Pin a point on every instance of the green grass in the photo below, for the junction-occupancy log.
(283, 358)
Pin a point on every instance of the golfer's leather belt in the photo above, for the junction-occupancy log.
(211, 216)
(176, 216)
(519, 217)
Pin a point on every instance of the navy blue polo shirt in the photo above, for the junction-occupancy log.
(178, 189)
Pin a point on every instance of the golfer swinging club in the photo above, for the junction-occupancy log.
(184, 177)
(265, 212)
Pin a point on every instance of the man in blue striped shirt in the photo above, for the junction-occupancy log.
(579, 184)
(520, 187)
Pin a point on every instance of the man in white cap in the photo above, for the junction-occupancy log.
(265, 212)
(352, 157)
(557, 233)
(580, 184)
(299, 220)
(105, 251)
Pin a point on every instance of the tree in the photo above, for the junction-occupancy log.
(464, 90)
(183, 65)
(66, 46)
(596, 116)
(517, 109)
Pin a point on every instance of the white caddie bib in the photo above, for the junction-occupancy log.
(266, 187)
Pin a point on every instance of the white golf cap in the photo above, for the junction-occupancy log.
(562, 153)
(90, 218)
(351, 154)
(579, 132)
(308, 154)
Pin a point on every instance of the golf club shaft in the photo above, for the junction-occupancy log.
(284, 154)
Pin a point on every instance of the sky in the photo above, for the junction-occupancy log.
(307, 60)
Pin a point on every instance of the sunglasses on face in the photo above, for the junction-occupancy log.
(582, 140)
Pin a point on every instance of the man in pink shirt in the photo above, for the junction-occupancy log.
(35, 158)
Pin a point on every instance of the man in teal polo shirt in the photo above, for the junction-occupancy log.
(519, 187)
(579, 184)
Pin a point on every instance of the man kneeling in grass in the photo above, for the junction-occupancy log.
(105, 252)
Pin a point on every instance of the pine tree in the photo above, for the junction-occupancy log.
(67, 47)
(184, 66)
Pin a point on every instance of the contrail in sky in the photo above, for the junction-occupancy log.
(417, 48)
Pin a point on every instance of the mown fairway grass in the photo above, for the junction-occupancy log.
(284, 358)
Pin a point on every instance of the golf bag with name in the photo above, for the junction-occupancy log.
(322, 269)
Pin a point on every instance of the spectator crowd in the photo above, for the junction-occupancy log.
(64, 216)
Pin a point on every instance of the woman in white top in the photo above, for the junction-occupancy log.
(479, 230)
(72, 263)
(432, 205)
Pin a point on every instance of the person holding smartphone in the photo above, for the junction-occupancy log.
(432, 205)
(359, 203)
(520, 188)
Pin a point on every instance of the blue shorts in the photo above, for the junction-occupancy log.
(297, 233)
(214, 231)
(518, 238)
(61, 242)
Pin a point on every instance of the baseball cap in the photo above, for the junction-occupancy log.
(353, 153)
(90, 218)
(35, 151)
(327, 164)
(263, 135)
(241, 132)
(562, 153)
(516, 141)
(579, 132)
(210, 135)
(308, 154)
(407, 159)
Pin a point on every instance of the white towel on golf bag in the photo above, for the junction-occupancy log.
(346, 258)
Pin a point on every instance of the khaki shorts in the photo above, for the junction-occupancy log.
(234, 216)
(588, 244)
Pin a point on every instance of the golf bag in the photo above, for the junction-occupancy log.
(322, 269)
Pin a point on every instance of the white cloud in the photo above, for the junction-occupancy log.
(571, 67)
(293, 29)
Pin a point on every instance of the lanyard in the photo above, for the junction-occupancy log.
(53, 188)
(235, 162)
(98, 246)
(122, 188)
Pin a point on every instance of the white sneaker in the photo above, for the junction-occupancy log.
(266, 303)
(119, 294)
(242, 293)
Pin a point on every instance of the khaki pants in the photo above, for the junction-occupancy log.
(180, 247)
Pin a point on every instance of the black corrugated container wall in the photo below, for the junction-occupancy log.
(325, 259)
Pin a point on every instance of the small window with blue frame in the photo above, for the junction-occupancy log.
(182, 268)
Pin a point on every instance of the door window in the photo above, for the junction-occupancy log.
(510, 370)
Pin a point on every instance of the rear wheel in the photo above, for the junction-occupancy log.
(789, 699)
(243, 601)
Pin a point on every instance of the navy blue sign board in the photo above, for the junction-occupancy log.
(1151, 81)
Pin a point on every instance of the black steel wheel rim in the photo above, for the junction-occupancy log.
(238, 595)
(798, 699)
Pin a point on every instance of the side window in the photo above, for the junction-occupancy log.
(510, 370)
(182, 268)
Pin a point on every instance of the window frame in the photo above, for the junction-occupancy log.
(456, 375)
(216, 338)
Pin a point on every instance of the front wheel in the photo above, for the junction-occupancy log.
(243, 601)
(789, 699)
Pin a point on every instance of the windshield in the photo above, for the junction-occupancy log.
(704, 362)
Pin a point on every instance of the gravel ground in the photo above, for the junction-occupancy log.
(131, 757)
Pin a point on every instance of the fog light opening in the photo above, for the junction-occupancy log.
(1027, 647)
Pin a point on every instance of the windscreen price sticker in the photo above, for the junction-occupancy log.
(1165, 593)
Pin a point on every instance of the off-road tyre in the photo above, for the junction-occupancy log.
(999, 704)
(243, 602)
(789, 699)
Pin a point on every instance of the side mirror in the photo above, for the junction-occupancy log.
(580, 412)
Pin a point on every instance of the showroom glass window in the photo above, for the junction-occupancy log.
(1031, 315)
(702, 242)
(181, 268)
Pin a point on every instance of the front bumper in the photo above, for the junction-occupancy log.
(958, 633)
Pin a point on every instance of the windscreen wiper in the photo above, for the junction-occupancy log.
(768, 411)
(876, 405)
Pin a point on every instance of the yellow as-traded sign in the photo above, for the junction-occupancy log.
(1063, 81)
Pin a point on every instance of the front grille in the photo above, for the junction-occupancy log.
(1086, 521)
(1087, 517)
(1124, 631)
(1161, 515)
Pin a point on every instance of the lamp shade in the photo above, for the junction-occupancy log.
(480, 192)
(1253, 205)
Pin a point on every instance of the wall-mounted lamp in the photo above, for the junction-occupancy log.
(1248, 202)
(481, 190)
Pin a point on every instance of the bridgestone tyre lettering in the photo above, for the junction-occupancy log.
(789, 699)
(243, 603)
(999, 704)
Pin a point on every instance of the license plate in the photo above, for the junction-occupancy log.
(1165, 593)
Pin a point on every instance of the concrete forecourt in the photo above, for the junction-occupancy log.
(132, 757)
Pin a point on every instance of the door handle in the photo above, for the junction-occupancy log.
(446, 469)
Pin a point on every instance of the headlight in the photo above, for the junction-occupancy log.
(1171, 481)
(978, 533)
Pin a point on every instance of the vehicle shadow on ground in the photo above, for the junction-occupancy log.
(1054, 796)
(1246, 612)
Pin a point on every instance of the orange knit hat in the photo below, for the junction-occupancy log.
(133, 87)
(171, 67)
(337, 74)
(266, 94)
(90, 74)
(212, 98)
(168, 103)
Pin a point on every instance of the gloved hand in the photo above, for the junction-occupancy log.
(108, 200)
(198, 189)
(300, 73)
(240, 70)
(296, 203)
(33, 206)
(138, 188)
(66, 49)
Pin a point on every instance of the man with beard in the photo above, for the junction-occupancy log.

------

→ **Set task**: Quote exactly what appears from the line containing "Pin a point on every instance of the door handle" through the final line of the listing above, including both of those lines.

→ **Task output**:
Pin a point on every instance of the door handle in the photo above, for the junction-occupancy log.
(446, 469)
Pin a point on every instance of the headlight in the photo above, for the junction-occupancy log.
(1171, 481)
(978, 533)
Pin a point on every instance of the vehicle shadow on ground in the photo above, for the junction-occupancy log.
(1054, 796)
(1246, 612)
Pin a point on every instance of the orange knit hat in the photo below, for the junction-occupancy log.
(133, 87)
(171, 67)
(337, 74)
(266, 94)
(90, 74)
(212, 98)
(168, 103)
Pin a point on every instance of the gloved hand in the photo above, for the junction-occupancy log.
(108, 200)
(198, 189)
(300, 73)
(240, 70)
(296, 203)
(33, 206)
(138, 188)
(66, 49)
Pin a point on every instance of the man with beard in the photo above, for the junction-occupancy log.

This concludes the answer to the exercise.